To investigate global regulation of mRNA decay in B. cereus, we performed a genome-wide determination of mRNA half lives in B. cereus ATCC 10987 by RNA-Seq, which measures the half-life of disappearance of sequence (mass) rather than functional half-life. The number of sequence reads produced showed sample to sample variation, possibly caused by variation in sequencing effectiveness, multiple sequencing of some samples, and variable effectiveness of the rRNA depletion procedure. Normalization of the data sets was thus required. As samples were depleted for ribosomal RNA prior to cDNA synthesis (see Materials and methods), possibly with variable efficiency across samples, rRNA could not be used for normalization purposes. We therefore developed a novel normalization protocol, where decay rates for mRNAs from five randomly chosen genes in each strain were determined by reverse transcriptase quantitative PCR (RT-qPCR) and used for normalization (for details, see Materials and methods). To test the validity of the normalization procedure, RT-qPCR was used to determine half-lives for an independent set of mRNAs from another ten randomly selected genes (Figure 2a; list of genes in Supplementary Table S3 in Additional file 1). The analysis produced a Pearson product moment correlation of 0.96 (n = 7) and 0.94 (n = 9) for the B and D series, respectively, when comparing half-lives estimated by RT-qPCR and RNA-Seq. Furthermore, the half-lives determined using RNA-Seq, for the B- and D-decay series, respectively, showed a correlation of 0.87 (n = 493; Figure 2b). The reproducibility of the decay rates, both with different methods and biological replicates, confirmed that RNA-Seq using the presented normalization protocol is a suitable method for mRNA half-life calculations.

INFORMATION SUPPLIED —
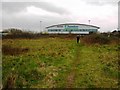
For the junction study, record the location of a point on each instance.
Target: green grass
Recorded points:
(50, 61)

TASK REQUIREMENTS —
1. Render the sentence "Normalization of the data sets was thus required." from the passage on mRNA decay in B. cereus into Spanish.
2. Extend the passage on mRNA decay in B. cereus, starting after its final sentence.
The listing is separate material and has no connection to the passage on mRNA decay in B. cereus.

ANSWERS FOR EACH ITEM —
1. Por lo tanto, fue necesaria la normalización de los conjuntos de datos.

2.
Figure 2

Validation of the methods used for mRNA half-life estimation. (a-d) Validation was performed by calculation of the statistical correlation between half-lives for corresponding genes determined using different methods (a-c; B. cereus ATCC 10987), and statistical correlation between half-lives for orthologous genes from B. cereus strains ATCC 10987 and ATCC 14579, respectively (d), determined by RNA-Seq. Half-life values are plotted on log-scale. In each panel, the dashed line gives the regression line between two samples/tests/strains, and the number shown for each plot denotes the Pearson correlation for the gene orthologs. (a) Validation by RT-qPCR of half-lives determined by RNA-Seq (GA-II), demonstrating a good correlation of half-lives determined by the two methods. (b) Correlation between half-lives for the two biological replicate series B and D as determined by RNA-Seq (GA-II). (c) Correlation of mRNA half-lives determined by RNA-Seq, employing GA-II and 454 technology, respectively. (d) Correlation between half-lives of orthologous mRNAs in B. cereus strains ATCC 10987 and ATCC 14579, respectively.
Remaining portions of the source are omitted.